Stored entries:
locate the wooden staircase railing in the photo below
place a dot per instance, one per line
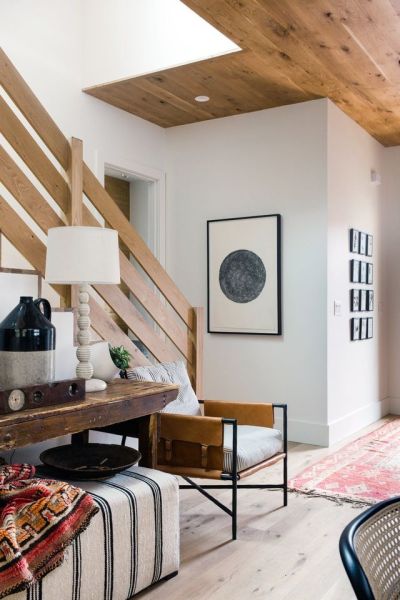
(179, 331)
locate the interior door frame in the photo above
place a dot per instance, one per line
(157, 209)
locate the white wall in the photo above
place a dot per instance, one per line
(45, 40)
(272, 161)
(357, 373)
(391, 223)
(143, 36)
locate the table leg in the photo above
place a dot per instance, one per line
(80, 439)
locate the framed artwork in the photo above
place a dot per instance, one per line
(370, 328)
(244, 275)
(370, 273)
(370, 245)
(354, 241)
(354, 300)
(355, 271)
(363, 272)
(363, 243)
(370, 300)
(363, 329)
(355, 329)
(363, 300)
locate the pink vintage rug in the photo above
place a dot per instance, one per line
(363, 472)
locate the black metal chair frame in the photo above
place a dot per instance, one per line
(351, 563)
(234, 477)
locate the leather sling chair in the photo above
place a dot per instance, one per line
(206, 447)
(228, 442)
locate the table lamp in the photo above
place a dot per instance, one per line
(81, 256)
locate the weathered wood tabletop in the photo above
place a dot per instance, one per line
(123, 400)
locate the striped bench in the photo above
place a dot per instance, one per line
(131, 543)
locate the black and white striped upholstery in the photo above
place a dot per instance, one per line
(132, 542)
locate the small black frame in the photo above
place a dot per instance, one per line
(354, 241)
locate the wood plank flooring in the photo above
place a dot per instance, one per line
(281, 554)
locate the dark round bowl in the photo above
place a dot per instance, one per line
(89, 461)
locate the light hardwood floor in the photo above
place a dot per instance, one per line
(281, 553)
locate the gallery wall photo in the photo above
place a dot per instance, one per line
(244, 275)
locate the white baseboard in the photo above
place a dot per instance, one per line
(305, 432)
(357, 419)
(394, 406)
(320, 434)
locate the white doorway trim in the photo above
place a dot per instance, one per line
(158, 199)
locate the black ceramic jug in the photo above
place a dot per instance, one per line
(27, 344)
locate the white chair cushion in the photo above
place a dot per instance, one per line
(173, 372)
(254, 445)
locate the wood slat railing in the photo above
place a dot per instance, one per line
(183, 326)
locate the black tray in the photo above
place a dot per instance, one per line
(89, 461)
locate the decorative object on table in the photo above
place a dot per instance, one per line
(36, 396)
(354, 241)
(27, 344)
(104, 366)
(358, 472)
(370, 273)
(39, 519)
(95, 385)
(370, 300)
(89, 461)
(363, 329)
(363, 272)
(355, 271)
(82, 255)
(244, 275)
(363, 243)
(121, 357)
(354, 300)
(355, 329)
(370, 328)
(363, 300)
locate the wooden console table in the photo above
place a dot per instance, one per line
(122, 401)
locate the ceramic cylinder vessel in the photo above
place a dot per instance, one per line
(27, 345)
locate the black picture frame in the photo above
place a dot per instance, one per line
(363, 300)
(370, 273)
(363, 272)
(355, 329)
(354, 241)
(355, 271)
(363, 243)
(354, 300)
(363, 329)
(370, 245)
(370, 328)
(370, 300)
(278, 254)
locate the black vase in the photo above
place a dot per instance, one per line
(27, 345)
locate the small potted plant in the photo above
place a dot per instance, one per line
(108, 361)
(121, 359)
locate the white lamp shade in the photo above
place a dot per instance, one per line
(78, 255)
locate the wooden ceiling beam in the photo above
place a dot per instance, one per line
(292, 51)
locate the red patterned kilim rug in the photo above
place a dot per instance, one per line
(38, 519)
(363, 472)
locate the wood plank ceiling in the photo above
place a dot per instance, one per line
(292, 51)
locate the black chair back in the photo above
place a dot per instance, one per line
(370, 551)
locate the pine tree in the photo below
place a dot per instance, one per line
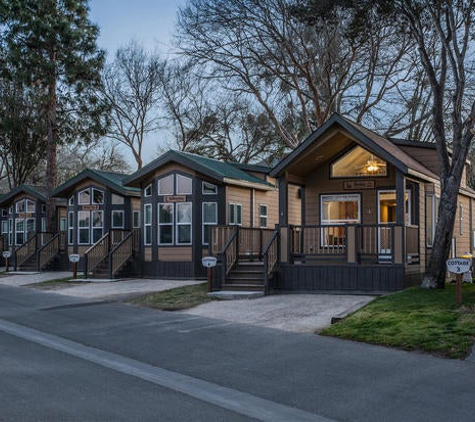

Required task: Turn the material into a numbered list, one item per line, leaving out blank lines and the pictures.

Reply:
1. locate the wooden staircase railing in the photo below
2. place a dot per instance, one per line
3. (179, 331)
4. locate the interior door frame in the photo above
5. place a dot per instance, one per line
6. (157, 209)
7. locate the white wall in the photo above
8. place a dot per instance, one per line
9. (45, 40)
10. (272, 161)
11. (357, 373)
12. (391, 223)
13. (143, 36)
14. locate the table leg in the photo above
15. place a dot per instance, one per line
16. (80, 439)
17. locate the framed artwork in the photo above
18. place a dot per instance, one per line
19. (370, 328)
20. (244, 275)
21. (370, 273)
22. (370, 245)
23. (354, 241)
24. (354, 300)
25. (355, 271)
26. (363, 272)
27. (363, 243)
28. (370, 300)
29. (363, 329)
30. (355, 329)
31. (363, 300)
32. locate the pink vintage rug in the photo above
33. place a dot per instance, one per line
34. (363, 472)
35. locate the black metal chair frame in the photo above
36. place a dot per instance, one per line
37. (351, 563)
38. (234, 477)
39. locate the leather sling chair in the photo above
40. place a dot per instance, one per line
41. (206, 447)
42. (228, 442)
43. locate the table lamp in the photo above
44. place a dot per instance, one per line
45. (81, 256)
46. locate the weathered wood tabletop in the photo above
47. place a dot per instance, one per line
48. (123, 400)
49. locate the striped bench in the photo above
50. place a dot per instance, one per line
51. (131, 543)
52. locate the black and white striped upholstery in the photo above
53. place a dot per instance, one per line
54. (132, 542)
55. locate the small black frame in the photo above
56. place a dot per instance, one per line
57. (354, 241)
58. locate the wood plank flooring in the photo above
59. place a dot per instance, one per line
60. (281, 554)
61. locate the dark round bowl in the photo above
62. place a dot per instance, one per line
63. (89, 461)
64. locate the light hardwood floor in the photo above
65. place a dot per instance, one per line
66. (281, 553)
67. locate the gallery wall photo in the photo above
68. place a dot per instance, one per line
69. (244, 275)
70. locate the white baseboard in the photo above
71. place a dot per instance, one per line
72. (305, 432)
73. (357, 419)
74. (394, 406)
75. (320, 434)
76. locate the white doorway trim in the photo above
77. place a dot per instance, one per line
78. (158, 199)
79. locate the black ceramic jug in the photo above
80. place a dot per instance, one per line
81. (27, 344)
82. locate the white chair cushion in the photo above
83. place a dot per instance, one per line
84. (173, 372)
85. (254, 445)
86. locate the wood slat railing in the photo above
87. place a dot per instance, one per line
88. (183, 326)
89. locate the black tray in the photo above
90. place a dot per instance, one per line
91. (89, 461)
92. locate the decorative object on table in the photo above
93. place a dot per instance, one per line
94. (36, 396)
95. (354, 241)
96. (27, 344)
97. (104, 366)
98. (358, 472)
99. (370, 273)
100. (39, 519)
101. (95, 385)
102. (370, 300)
103. (89, 461)
104. (363, 329)
105. (363, 272)
106. (355, 271)
107. (82, 255)
108. (244, 275)
109. (363, 243)
110. (121, 357)
111. (354, 300)
112. (355, 329)
113. (370, 328)
114. (363, 300)
115. locate the wooden console table in the photo above
116. place a dot per instance, one per line
117. (122, 401)
118. locate the ceramic cylinder vessel in the photo above
119. place a dot per instance, one per line
120. (27, 345)
121. locate the black picture frame in the photo above
122. place a dot per instance, one per line
123. (363, 300)
124. (370, 273)
125. (363, 272)
126. (355, 329)
127. (354, 241)
128. (355, 271)
129. (363, 243)
130. (354, 300)
131. (363, 329)
132. (370, 245)
133. (370, 328)
134. (370, 300)
135. (278, 254)
136. locate the black vase in the photo above
137. place a dot per instance, one per line
138. (27, 345)
139. locate the small potted plant in the photo above
140. place a dot per instance, one per line
141. (108, 361)
142. (121, 359)
143. locate the white lamp shade in the photo above
144. place a dot per instance, one per line
145. (78, 255)
146. locate the wooden ceiling beam in the photo above
147. place a dot per instance, one per line
148. (292, 51)
149. locate the red patterned kilim rug in the photo above
150. place a dot per instance, one per line
151. (38, 519)
152. (363, 472)
153. locate the wood plank ceiling in the photo above
154. place a dot per instance, one per line
155. (292, 51)
156. locate the black chair back in the photo above
157. place a dot per instance, one per line
158. (370, 551)
159. locate the pine tree in the photo below
160. place a dot per instance, one per line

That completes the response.